# Task brief:
Without including any pictures, give back all of the data exactly.

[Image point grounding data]

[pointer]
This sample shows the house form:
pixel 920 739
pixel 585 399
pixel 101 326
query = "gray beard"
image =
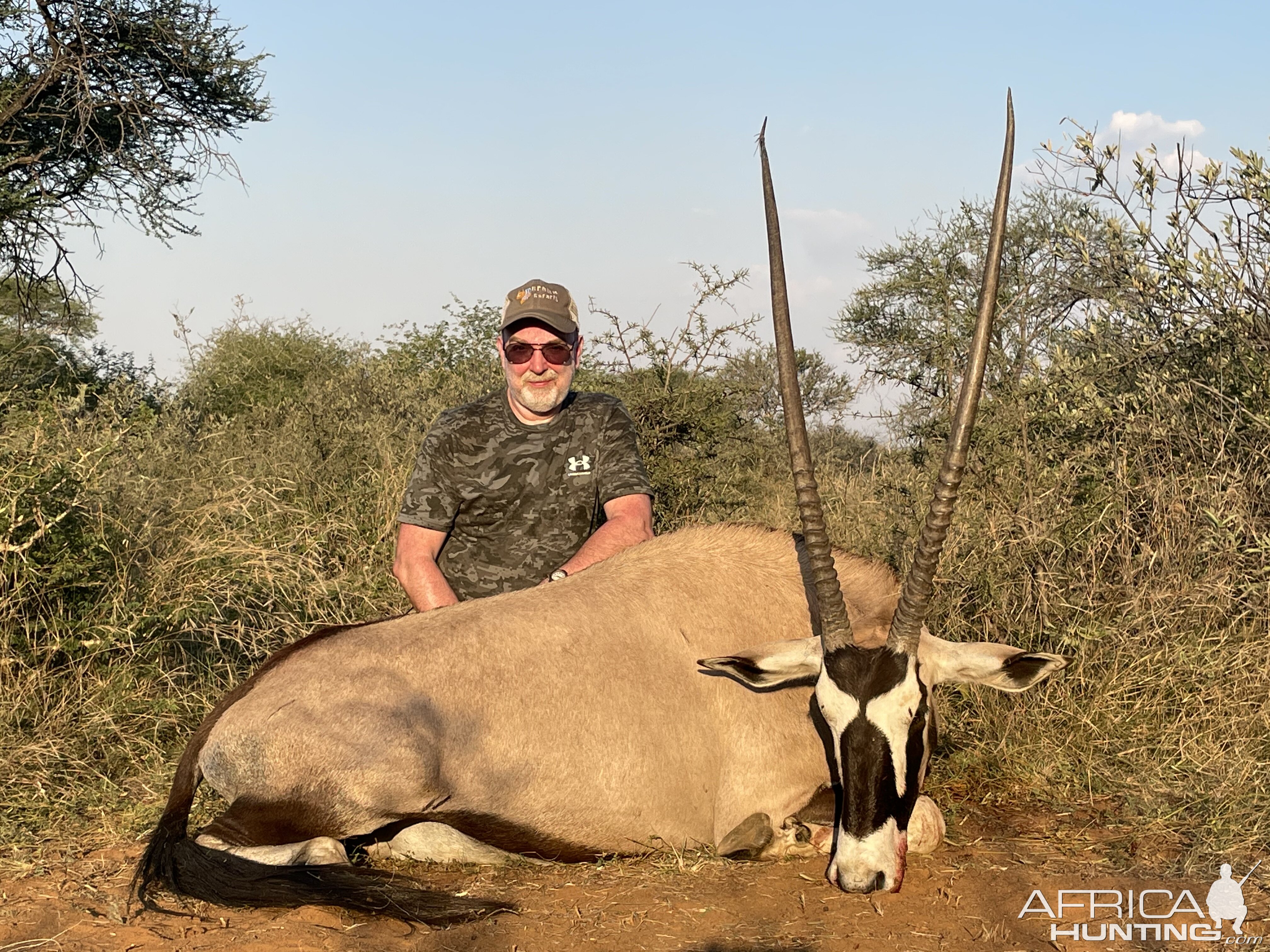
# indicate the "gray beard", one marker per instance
pixel 541 402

# Solution for this exercise:
[pointer]
This sample shows the house form:
pixel 920 739
pixel 585 399
pixel 101 326
query = "gray beard"
image =
# indicate the "gray beard", one marker per instance
pixel 541 402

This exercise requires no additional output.